Instructions for the task
Below are some entries. Reproduce them word for word.
= Beginning of Section =
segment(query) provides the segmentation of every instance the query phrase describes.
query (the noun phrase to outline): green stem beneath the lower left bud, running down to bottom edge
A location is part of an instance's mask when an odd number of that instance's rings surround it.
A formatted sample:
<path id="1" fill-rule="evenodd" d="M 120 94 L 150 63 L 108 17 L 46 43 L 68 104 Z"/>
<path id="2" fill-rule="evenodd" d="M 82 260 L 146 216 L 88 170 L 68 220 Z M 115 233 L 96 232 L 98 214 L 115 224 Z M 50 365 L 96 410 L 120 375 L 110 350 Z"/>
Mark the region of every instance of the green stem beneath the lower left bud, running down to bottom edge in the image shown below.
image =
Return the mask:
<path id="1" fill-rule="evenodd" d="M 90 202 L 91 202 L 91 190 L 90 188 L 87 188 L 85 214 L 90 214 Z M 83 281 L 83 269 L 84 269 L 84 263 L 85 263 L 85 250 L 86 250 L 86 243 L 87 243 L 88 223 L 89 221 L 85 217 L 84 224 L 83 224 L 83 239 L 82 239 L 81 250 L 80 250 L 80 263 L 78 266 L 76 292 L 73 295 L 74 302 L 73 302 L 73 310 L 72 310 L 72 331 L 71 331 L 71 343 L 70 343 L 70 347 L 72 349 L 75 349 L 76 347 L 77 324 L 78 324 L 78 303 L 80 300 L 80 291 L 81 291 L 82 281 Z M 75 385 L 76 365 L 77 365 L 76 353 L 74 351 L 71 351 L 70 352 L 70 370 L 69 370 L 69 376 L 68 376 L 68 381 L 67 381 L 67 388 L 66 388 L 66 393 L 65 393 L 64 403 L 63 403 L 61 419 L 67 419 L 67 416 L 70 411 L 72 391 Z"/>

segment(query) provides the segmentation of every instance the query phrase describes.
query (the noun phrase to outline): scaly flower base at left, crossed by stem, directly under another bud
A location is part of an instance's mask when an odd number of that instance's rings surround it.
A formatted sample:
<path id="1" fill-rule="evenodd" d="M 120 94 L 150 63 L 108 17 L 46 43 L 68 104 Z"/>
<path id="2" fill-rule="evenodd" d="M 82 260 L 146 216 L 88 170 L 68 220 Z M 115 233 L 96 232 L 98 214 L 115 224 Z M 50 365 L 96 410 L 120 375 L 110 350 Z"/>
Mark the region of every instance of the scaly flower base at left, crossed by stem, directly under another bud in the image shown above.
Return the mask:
= End of Section =
Task answer
segment(query) provides the segmentation of every instance the query phrase describes.
query (the noun phrase to outline): green stem beneath the lower left bud, running down to bottom edge
A location is part of an instance's mask when an odd number of that instance's rings surround it.
A formatted sample:
<path id="1" fill-rule="evenodd" d="M 120 94 L 150 63 L 108 17 L 46 43 L 68 104 Z"/>
<path id="2" fill-rule="evenodd" d="M 82 260 L 146 216 L 88 170 L 68 220 Z M 115 233 L 96 232 L 98 214 L 115 224 Z M 50 365 L 96 410 L 120 375 L 110 350 Z"/>
Mark the region of every instance of the green stem beneath the lower left bud, running down to bottom edge in the image shown below.
image =
Return the mask:
<path id="1" fill-rule="evenodd" d="M 90 202 L 91 202 L 91 190 L 90 188 L 87 188 L 85 214 L 90 214 Z M 83 281 L 83 269 L 84 269 L 84 263 L 85 263 L 85 250 L 86 250 L 86 243 L 87 243 L 88 223 L 89 221 L 85 217 L 84 224 L 83 224 L 83 239 L 82 239 L 81 250 L 80 250 L 80 263 L 78 266 L 76 292 L 73 295 L 74 302 L 73 302 L 73 310 L 72 310 L 72 331 L 71 331 L 71 343 L 70 343 L 70 347 L 72 349 L 75 349 L 76 347 L 77 324 L 78 324 L 78 303 L 80 300 L 80 291 L 81 291 L 82 281 Z M 75 385 L 76 365 L 77 365 L 76 353 L 74 351 L 71 351 L 70 352 L 70 370 L 69 370 L 69 376 L 68 376 L 68 381 L 67 381 L 67 388 L 66 388 L 66 393 L 65 393 L 64 403 L 63 403 L 61 419 L 67 419 L 67 416 L 70 411 L 72 391 Z"/>

segment(query) provides the segmentation of every instance the query phrase describes.
query (the noun phrase to outline): scaly flower base at left, crossed by stem, directly under another bud
A location is part of an instance's mask when an odd number of that instance's rings surround it.
A formatted sample:
<path id="1" fill-rule="evenodd" d="M 120 94 L 150 63 L 108 17 L 46 43 L 68 104 Z"/>
<path id="2" fill-rule="evenodd" d="M 82 260 L 146 216 L 88 170 L 68 220 Z M 115 233 L 96 232 L 98 214 L 115 224 Z M 50 365 L 96 410 L 120 375 L 110 350 Z"/>
Mark the region of every instance of the scaly flower base at left, crossed by stem, directly under another bud in the image shown above.
Return the mask:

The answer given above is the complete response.